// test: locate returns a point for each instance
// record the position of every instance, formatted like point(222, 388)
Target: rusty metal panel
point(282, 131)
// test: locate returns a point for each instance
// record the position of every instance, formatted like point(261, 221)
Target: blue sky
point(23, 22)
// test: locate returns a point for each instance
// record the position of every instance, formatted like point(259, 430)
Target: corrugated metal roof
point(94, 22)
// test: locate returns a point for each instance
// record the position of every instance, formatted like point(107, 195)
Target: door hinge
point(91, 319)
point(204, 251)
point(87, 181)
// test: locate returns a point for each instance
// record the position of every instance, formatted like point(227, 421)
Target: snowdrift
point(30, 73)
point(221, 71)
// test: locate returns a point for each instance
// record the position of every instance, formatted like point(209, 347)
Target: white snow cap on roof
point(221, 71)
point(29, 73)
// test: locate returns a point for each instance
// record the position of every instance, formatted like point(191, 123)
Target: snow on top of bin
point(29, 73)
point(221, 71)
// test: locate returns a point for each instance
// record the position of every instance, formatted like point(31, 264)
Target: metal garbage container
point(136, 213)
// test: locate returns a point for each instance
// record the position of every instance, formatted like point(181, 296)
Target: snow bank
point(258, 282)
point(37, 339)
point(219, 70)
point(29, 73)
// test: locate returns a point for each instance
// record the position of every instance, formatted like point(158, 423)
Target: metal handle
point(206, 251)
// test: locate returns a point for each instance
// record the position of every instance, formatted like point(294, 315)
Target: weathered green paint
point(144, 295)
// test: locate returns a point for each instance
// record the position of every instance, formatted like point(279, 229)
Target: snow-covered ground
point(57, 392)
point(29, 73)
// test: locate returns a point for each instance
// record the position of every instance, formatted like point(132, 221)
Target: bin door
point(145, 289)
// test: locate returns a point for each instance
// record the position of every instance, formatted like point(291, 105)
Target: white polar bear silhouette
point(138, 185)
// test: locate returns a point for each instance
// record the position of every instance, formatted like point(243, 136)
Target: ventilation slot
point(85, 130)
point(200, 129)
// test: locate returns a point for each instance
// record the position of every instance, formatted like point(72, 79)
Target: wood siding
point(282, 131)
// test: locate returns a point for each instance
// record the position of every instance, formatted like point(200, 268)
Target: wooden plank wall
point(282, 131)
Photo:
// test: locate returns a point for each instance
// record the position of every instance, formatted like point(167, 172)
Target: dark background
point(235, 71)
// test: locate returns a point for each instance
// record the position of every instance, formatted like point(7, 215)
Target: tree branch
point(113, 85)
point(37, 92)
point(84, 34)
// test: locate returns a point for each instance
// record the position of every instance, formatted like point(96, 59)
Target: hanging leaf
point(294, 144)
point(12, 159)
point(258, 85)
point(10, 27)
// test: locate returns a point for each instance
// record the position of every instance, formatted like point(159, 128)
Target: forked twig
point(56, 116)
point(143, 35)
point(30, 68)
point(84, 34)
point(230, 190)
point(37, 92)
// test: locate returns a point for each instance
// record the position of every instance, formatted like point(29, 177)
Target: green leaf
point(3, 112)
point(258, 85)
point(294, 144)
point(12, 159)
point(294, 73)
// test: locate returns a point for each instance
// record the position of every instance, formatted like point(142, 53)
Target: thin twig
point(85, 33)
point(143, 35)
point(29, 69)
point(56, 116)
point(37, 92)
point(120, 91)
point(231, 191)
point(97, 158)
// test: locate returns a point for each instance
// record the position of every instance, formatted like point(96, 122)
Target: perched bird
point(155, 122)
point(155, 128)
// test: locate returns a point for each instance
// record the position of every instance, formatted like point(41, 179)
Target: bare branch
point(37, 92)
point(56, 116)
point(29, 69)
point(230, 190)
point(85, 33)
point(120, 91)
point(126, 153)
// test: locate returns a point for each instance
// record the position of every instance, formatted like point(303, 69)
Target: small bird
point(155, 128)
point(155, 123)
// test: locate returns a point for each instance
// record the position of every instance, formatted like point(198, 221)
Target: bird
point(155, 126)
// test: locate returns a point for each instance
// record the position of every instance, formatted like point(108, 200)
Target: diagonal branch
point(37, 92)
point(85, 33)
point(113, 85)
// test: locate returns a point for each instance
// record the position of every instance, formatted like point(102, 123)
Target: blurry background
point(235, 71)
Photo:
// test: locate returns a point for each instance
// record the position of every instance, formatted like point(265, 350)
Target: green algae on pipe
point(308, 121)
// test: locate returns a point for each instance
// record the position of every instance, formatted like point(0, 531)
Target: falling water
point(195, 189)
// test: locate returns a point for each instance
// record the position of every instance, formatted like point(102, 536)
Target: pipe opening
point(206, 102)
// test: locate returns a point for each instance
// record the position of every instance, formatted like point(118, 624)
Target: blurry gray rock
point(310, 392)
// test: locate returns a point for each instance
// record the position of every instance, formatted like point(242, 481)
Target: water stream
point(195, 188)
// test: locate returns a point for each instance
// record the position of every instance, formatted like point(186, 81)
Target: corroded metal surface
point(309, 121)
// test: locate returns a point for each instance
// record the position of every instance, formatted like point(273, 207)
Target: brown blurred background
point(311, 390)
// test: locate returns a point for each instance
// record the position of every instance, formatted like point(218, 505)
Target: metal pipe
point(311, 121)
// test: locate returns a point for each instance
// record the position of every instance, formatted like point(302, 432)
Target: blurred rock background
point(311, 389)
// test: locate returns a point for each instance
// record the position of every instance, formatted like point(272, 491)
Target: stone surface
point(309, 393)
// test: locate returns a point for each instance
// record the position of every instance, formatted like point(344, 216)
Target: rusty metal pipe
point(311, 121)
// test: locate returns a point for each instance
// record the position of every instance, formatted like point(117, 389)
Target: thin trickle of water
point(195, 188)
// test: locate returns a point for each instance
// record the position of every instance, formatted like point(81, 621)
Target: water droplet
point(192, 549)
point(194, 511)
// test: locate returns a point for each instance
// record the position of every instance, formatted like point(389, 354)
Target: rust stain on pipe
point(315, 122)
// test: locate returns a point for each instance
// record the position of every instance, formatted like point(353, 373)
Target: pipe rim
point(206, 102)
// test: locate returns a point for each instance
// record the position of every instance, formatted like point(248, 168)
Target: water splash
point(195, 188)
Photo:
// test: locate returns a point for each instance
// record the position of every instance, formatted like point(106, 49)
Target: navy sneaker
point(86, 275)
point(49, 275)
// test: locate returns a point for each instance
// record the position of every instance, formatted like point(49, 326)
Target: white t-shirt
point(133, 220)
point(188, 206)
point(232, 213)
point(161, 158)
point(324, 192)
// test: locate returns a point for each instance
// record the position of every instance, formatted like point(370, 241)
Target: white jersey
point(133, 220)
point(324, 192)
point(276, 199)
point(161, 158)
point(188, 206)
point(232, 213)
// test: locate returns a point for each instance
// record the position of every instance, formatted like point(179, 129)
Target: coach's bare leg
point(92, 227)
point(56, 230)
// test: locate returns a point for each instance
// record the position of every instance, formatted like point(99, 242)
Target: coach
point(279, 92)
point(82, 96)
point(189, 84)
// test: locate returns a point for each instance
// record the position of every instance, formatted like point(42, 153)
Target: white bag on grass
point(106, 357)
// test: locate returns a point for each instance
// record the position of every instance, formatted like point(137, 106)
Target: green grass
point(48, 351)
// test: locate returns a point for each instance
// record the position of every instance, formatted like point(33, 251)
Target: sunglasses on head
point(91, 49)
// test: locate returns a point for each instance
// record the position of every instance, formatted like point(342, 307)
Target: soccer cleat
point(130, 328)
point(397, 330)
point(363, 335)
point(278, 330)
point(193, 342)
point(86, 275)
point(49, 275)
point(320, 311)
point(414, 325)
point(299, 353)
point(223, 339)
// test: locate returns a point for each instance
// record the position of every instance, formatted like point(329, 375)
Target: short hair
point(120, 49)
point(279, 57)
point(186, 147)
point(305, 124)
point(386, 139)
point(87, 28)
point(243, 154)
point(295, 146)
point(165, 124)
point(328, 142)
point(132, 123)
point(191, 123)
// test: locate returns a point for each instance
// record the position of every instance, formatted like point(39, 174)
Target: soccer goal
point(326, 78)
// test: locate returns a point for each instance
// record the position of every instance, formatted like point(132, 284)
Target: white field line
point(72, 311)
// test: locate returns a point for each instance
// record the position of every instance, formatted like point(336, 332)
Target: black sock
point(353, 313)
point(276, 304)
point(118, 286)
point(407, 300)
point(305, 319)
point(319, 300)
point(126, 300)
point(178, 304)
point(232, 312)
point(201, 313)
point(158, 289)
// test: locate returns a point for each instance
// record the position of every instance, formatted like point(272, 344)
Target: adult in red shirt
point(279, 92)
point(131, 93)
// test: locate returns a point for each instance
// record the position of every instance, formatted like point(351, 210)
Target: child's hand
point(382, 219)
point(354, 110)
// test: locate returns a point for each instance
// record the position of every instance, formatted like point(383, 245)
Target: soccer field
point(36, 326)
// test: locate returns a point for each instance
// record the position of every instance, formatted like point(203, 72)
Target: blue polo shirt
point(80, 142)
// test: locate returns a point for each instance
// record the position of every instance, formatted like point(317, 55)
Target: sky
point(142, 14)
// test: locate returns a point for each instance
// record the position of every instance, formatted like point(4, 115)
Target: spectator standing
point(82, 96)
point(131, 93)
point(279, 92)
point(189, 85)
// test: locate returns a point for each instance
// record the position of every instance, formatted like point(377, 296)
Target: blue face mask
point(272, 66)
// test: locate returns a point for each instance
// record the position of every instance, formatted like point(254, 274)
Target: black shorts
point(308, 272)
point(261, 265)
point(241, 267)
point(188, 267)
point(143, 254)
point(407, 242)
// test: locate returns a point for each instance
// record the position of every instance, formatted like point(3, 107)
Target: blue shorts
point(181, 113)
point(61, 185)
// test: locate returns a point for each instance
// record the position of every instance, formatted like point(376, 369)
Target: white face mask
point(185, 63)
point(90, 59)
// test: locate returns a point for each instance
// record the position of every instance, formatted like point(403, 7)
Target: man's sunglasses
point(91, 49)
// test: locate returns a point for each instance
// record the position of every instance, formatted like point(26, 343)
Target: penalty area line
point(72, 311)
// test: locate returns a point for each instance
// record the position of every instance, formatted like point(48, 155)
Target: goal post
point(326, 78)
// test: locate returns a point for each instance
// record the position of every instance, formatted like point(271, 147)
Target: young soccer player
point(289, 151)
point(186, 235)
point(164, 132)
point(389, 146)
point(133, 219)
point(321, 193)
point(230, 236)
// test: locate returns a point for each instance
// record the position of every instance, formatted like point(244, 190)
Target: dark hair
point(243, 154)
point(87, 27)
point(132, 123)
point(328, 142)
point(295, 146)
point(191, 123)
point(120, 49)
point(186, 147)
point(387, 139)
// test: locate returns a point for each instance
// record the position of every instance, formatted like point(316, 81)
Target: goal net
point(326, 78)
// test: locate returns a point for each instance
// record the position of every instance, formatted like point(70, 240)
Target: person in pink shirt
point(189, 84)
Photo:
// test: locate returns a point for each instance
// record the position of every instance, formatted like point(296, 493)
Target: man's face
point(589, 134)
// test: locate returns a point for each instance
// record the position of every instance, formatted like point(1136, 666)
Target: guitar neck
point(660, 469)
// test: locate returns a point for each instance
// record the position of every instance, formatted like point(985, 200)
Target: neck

━━━━

» **Task item**
A verbatim transcription is required: the first line of the listing, the line containing "like point(107, 195)", and every line between them.

» **Your solution**
// test: locate returns a point for each instance
// record the position of every instance, formatted like point(222, 388)
Target: rusty metal panel
point(282, 131)
// test: locate returns a point for each instance
// record the position of every instance, formatted like point(261, 221)
Target: blue sky
point(23, 22)
// test: locate returns a point for each instance
// record the position of every instance, formatted like point(259, 430)
Target: corrugated metal roof
point(94, 22)
// test: locate returns a point for each instance
// record the position of every instance, formatted like point(107, 195)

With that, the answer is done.